REQUIRED ACTIONS –
1. Answer these from the key points on health care funding below:
(a) Which tax-based system spent more per head on health care than the UK between 2011 and 2021?
(b) Which two policies are given as protections against financial hardship from user charges?
(c) In which two SHI countries do central governments play an active role in setting and monitoring budgets?
2. List every country that the key points on health care funding below name as having a tax-based system.

EXERCISE PASSAGE –
§
Key points

  • This report describes how revenue is raised for publicly funded health care services in seven European countries, to inform debate about the merits of different funding models. It covers three versions of social health insurance (SHI) (France, Germany and the Netherlands) and four tax-based systems (Italy, Spain, Sweden and the UK).
  • Distinctions between funding systems have blurred over time. All three of the SHI schemes covered in this report have added tax-based revenues to fund health care and no longer rely solely on employment-based insurance contributions.
  • Other features once typical of SHI systems have also changed, bringing them closer to tax-based systems. SHI systems are not insulated from government control and central governments play an active role in setting and monitoring budgets in France and the Netherlands. The separation of bodies that purchase and provide health care is no longer a unique feature of SHI systems – it has been replicated in regions of Italy, Spain, Sweden and the UK, all of which have tax-based systems.
  • Overall levels of health care funding are the product of political choices and there is no simple relationship between funding model and overall amounts raised to fund health care. France, Germany and the Netherlands spent more per head on health care than the UK between 2011 and 2021, but so did Sweden, a tax-based system. As a proportion of Gross Domestic Product (GDP), the UK’s expenditure is now closer to that of France and Germany, as a result of spending on the COVID-19 pandemic and changes in the size of the economy.
  • The proportion of spending on administration and governance is significantly higher in all three SHI-based systems than in the tax-based systems.
  • The UK is unusually centralised in its approach to raising funding, and the tax-based systems in Italy, Spain and Sweden all raise tax locally as well as centrally. Despite reallocation policies to equalise funding within countries, regional variations in access to and quality of health care persist.
  • All the health systems covered in this report have user charges regardless of their funding model. But they have developed policies to protect people against financial hardship resulting from the charges, including exemptions and annual caps.
  • There is no perfect funding system. Policymakers in the UK should recognise the strengths of the UK’s existing model – low administrative costs and low financial barriers to care compared with other countries – and focus on how to secure long-term sustainable funding in the face of growing demand. Switching to an SHI system would be costly and disruptive, with no evidence it would deliver benefits.
§
RECORDED DATA –

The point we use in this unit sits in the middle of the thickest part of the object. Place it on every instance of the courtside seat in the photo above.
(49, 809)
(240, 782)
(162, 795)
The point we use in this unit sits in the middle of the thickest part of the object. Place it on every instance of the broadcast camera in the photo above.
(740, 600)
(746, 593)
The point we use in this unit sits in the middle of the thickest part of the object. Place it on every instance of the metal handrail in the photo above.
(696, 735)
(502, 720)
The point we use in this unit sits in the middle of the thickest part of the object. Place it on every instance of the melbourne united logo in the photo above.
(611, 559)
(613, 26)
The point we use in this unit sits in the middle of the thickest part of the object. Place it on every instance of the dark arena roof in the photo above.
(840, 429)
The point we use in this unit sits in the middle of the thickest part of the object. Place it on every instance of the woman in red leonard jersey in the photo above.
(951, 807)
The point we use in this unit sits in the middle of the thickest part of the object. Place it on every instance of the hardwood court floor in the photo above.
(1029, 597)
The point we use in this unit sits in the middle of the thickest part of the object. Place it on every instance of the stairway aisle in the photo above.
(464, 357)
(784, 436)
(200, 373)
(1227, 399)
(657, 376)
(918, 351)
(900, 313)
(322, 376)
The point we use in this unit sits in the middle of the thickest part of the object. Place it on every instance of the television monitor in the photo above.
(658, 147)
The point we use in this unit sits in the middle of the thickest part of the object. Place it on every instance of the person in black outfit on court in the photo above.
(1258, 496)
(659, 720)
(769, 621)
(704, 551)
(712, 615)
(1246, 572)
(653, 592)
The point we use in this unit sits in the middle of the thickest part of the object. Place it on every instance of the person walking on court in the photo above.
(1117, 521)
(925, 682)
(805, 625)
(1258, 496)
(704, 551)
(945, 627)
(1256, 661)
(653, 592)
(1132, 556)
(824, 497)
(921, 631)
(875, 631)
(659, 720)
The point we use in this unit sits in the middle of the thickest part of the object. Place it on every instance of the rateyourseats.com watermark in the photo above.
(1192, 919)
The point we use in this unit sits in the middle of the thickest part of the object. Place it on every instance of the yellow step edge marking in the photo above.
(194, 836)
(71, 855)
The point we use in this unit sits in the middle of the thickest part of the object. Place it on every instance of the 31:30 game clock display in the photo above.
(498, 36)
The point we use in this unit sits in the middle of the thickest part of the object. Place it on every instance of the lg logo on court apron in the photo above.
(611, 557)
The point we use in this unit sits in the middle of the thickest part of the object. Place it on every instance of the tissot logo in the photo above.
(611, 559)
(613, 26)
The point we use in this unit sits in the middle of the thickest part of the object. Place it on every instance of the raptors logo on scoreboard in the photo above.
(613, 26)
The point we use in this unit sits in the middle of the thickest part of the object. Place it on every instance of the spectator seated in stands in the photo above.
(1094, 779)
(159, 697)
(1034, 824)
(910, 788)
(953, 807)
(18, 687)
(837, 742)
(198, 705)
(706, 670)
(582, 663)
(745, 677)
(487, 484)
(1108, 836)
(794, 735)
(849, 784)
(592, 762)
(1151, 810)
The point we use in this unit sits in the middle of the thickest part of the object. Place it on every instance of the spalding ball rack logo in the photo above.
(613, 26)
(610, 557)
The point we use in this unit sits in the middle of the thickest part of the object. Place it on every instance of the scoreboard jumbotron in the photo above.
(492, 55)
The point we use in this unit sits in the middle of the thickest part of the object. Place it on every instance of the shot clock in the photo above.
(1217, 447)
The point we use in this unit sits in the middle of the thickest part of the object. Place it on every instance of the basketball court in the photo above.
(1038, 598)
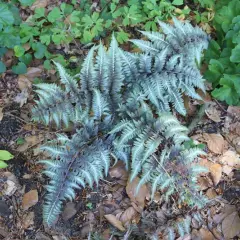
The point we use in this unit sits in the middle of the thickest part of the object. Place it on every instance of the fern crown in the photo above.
(120, 109)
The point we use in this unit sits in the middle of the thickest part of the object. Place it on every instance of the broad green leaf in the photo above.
(122, 36)
(87, 36)
(26, 58)
(5, 155)
(75, 16)
(39, 13)
(235, 57)
(2, 67)
(20, 68)
(46, 39)
(6, 16)
(47, 65)
(66, 8)
(227, 94)
(177, 2)
(3, 164)
(27, 2)
(3, 50)
(54, 15)
(20, 141)
(57, 38)
(19, 50)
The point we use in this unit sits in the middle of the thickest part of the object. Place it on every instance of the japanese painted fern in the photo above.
(118, 110)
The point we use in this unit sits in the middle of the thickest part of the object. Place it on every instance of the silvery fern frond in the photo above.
(119, 109)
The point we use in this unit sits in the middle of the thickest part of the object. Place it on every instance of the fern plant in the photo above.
(118, 110)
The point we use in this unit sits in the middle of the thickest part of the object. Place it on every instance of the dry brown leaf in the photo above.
(227, 210)
(231, 225)
(38, 4)
(215, 142)
(115, 222)
(69, 211)
(211, 193)
(204, 183)
(119, 171)
(205, 96)
(128, 215)
(140, 196)
(29, 199)
(22, 97)
(205, 234)
(28, 219)
(216, 172)
(33, 72)
(227, 169)
(215, 169)
(230, 158)
(10, 188)
(213, 113)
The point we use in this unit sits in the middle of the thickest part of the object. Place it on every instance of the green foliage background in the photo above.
(223, 55)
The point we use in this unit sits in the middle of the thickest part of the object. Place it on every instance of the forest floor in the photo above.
(110, 208)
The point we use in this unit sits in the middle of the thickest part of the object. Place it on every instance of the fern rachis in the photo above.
(118, 108)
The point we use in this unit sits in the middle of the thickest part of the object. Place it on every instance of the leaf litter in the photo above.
(119, 205)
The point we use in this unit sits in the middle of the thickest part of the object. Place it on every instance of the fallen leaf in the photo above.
(115, 222)
(227, 210)
(213, 113)
(140, 196)
(33, 72)
(216, 172)
(29, 199)
(4, 210)
(28, 219)
(205, 234)
(185, 237)
(22, 97)
(10, 188)
(215, 142)
(204, 183)
(38, 4)
(128, 215)
(215, 169)
(231, 225)
(41, 236)
(205, 96)
(227, 169)
(230, 158)
(1, 114)
(119, 171)
(24, 82)
(69, 211)
(211, 193)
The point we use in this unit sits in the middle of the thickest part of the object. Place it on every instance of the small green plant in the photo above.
(4, 156)
(223, 54)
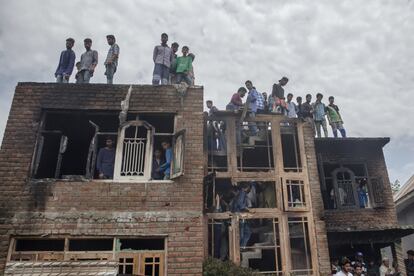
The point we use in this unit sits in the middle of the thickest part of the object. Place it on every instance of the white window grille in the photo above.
(134, 151)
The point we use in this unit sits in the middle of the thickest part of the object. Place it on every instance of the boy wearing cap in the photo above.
(111, 61)
(162, 57)
(66, 62)
(88, 61)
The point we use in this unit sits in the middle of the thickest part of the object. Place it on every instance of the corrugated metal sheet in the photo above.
(66, 268)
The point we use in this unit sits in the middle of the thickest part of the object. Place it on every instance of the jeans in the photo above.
(338, 125)
(252, 125)
(161, 73)
(85, 76)
(318, 125)
(183, 77)
(109, 72)
(61, 79)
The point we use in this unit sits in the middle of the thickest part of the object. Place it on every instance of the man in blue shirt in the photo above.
(166, 167)
(252, 97)
(66, 62)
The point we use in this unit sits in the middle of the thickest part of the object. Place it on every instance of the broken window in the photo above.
(260, 245)
(64, 142)
(224, 196)
(290, 147)
(134, 151)
(255, 151)
(347, 186)
(294, 194)
(216, 137)
(218, 238)
(300, 248)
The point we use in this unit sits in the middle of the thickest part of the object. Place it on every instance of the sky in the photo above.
(361, 52)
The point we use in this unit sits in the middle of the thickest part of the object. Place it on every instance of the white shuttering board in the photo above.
(67, 268)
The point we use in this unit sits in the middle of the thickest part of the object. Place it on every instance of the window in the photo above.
(294, 194)
(260, 245)
(134, 151)
(290, 148)
(135, 256)
(221, 195)
(348, 186)
(254, 152)
(300, 246)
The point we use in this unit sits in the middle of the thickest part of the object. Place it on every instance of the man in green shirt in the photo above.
(183, 67)
(334, 118)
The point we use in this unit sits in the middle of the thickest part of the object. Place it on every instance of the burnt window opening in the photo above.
(91, 244)
(218, 238)
(300, 247)
(260, 244)
(63, 143)
(254, 151)
(290, 148)
(348, 186)
(141, 244)
(23, 245)
(216, 140)
(221, 195)
(294, 194)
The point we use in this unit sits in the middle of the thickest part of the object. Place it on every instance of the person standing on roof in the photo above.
(89, 60)
(162, 57)
(66, 62)
(319, 115)
(334, 118)
(111, 62)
§
ANSWERS TO THE TASKS –
1.
(a) Sweden
(b) Exemptions and annual caps
(c) France and the Netherlands

2. Italy, Spain, Sweden, the UK